-- Start Dataset rows --

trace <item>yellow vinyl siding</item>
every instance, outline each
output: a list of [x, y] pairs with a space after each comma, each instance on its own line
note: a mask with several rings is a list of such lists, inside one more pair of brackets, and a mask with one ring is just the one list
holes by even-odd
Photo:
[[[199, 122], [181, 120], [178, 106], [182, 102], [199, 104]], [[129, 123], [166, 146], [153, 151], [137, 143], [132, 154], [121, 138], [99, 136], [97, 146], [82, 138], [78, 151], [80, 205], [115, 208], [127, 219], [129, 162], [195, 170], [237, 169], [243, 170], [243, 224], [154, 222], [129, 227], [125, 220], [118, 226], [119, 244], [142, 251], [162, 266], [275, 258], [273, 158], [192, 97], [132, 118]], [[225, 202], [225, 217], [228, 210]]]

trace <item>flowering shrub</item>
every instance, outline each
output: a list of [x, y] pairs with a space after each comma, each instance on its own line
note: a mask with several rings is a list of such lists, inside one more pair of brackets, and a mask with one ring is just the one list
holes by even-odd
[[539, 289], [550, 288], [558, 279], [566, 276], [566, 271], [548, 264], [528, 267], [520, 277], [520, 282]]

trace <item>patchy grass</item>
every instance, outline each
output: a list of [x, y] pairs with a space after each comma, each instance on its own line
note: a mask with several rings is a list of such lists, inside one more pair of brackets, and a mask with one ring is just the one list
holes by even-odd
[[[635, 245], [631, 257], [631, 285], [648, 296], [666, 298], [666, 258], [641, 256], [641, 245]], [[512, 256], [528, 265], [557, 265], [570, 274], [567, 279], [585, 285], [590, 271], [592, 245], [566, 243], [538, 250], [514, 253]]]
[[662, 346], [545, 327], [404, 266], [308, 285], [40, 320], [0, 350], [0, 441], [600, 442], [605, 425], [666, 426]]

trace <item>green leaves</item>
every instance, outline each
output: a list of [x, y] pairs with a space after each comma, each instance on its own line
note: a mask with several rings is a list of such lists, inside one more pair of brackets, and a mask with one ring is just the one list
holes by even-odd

-- End Dataset rows --

What to do
Output all of the rows above as a JSON list of strings, one string per line, and leave out the blank lines.

Final answer
[
  "trace <item>yellow vinyl siding</item>",
  "every instance, outline each",
  "output: a list of [x, y] pairs with a space after each comma, each instance on its own line",
  "note: a mask with several rings is a list of such lists, inside one more pair of brackets, and a mask with one ring is just the one list",
  "holes by even-odd",
  "Photo:",
  "[[[199, 122], [181, 120], [178, 106], [182, 102], [199, 104]], [[129, 123], [166, 146], [153, 151], [137, 143], [132, 154], [121, 138], [99, 136], [97, 146], [82, 138], [78, 151], [80, 205], [115, 208], [127, 219], [129, 162], [195, 170], [237, 169], [243, 170], [243, 224], [154, 222], [129, 227], [125, 220], [118, 226], [119, 244], [142, 251], [162, 266], [275, 258], [273, 158], [192, 97], [132, 118]], [[225, 202], [225, 217], [228, 210]]]",
  "trace <item>flowering shrub</item>",
  "every instance, outline each",
  "output: a list of [x, y] pairs with a space after each comma, each instance on its own line",
  "note: a mask with several rings is a list of such lists, inside one more pair of brackets, and a mask with one ring is just the one list",
  "holes by even-odd",
  "[[539, 289], [550, 288], [558, 279], [566, 276], [566, 271], [548, 264], [528, 267], [520, 277], [520, 282]]",
  "trace <item>patchy grass</item>",
  "every instance, outline each",
  "output: a list of [x, y] pairs with a space after each comma, each instance on its own line",
  "note: a mask with several rings is a list of such lists, inside one more pair of brackets, and a mask with one ring is just the one list",
  "holes by even-odd",
  "[[[635, 245], [631, 257], [631, 285], [648, 296], [666, 298], [666, 258], [641, 256], [641, 245]], [[512, 256], [528, 265], [557, 265], [570, 274], [567, 279], [585, 285], [590, 271], [592, 245], [566, 243], [538, 250], [514, 253]]]",
  "[[662, 346], [545, 327], [404, 266], [308, 285], [40, 320], [0, 350], [0, 441], [600, 442], [605, 425], [666, 426]]",
  "trace <item>green leaves</item>",
  "every instance, outline each",
  "output: a list of [x, y] pairs with a space after each comma, each instance on its own line",
  "note: a mask with several rings is a list of such lists, inside one more pair of brackets, and a mask with one ring is just the one list",
  "holes by even-odd"
]